Michael Fridjhon: Distell’s exit from premium wine – implications for the industry

By , 15 April 2020



Distell’s decision to ditch its newly created premium wine business, Libertas Estates and Vineyards (LV&E), did not come as a surprise to many of the old hands in the industry (though I have to confess I was surprised and disappointed by the news). Those who took it in their stride explained to me that Distell has never been able to apply any hyped policy for any length of time. “On the law of averages it wasn’t going to last,” said one. Another simply dismissed the prospect of Distell ever succeeding in premium space.

Libertas Vineyards and Estates – to be integrated back into Distell.

This doesn’t explain why South Africa’s largest wine and spirits business closed down an enterprise which had only been launched in January 2019, and into which it had housed all of its premium wine assets. It also doesn’t explain why LV&E wasn’t allowed to complete the task it had been established to perform, especially as – at least on paper – it had been doing a pretty decent job. CEO Kay Nash and her team had already restructured the R1bn portfolio, launched new offerings at higher price-points and bucked South Africa’s downward trend in markets like Germany. The brand and sales teams had all completed WSET courses so that they could engage with agencies and clients in a wine-literate way. The brand homes of Nederburg and Durbanville Hills had been revamped. At the same time, gross profitability had improved by 20% per litre, earnings before interest and tax had improved five-fold and, in the South African market, profits were up 15% without any loss in volumes sold.

Distell CEO Richard Rushton says that the decision was not motivated by the Covid meltdown. He claims that it arose from a board-mandated examination of the whole business – a process commissioned in the middle of 2019. While there is no reason to doubt the veracity of this, it does raise serious questions about what the board thought it was doing by hiving off LV&E six months earlier. Presumably decisions of this kind – separating out the entire premium wine business, creating a parallel structure (separate head office, separate admin, separate brand teams etc) – are not lightly undertaken. They should be the result of an intense scrutiny of the business and should be the outcome of a strategic study, not the precursor to one.

━━━

#### Exercise directions:
Rewrite the Distell wine article from "Michael Fridjhon: Distell’s" down to "back into Distell.", putting "veterans" wherever "old hands" appears. The lines after the Distell wine article have nothing to do with it.

━━━

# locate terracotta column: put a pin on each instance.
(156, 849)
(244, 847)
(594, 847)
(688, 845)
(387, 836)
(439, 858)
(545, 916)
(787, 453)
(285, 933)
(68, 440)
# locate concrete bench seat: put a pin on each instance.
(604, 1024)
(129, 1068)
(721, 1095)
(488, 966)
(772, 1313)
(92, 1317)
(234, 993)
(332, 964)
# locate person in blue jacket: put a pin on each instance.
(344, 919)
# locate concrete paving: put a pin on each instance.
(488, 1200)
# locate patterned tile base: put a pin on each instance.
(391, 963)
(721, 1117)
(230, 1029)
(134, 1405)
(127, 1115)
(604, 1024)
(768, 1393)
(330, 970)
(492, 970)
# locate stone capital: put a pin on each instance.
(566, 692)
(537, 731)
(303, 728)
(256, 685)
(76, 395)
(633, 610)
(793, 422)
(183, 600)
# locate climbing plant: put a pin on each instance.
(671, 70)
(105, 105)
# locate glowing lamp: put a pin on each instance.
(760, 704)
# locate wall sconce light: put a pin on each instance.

━━━

#### Exercise result:
Michael Fridjhon: Distell’s exit from premium wine – implications for the industry

By , 15 April 2020



Distell’s decision to ditch its newly created premium wine business, Libertas Estates and Vineyards (LV&E), did not come as a surprise to many of the veterans in the industry (though I have to confess I was surprised and disappointed by the news). Those who took it in their stride explained to me that Distell has never been able to apply any hyped policy for any length of time. “On the law of averages it wasn’t going to last,” said one. Another simply dismissed the prospect of Distell ever succeeding in premium space.

Libertas Vineyards and Estates – to be integrated back into Distell.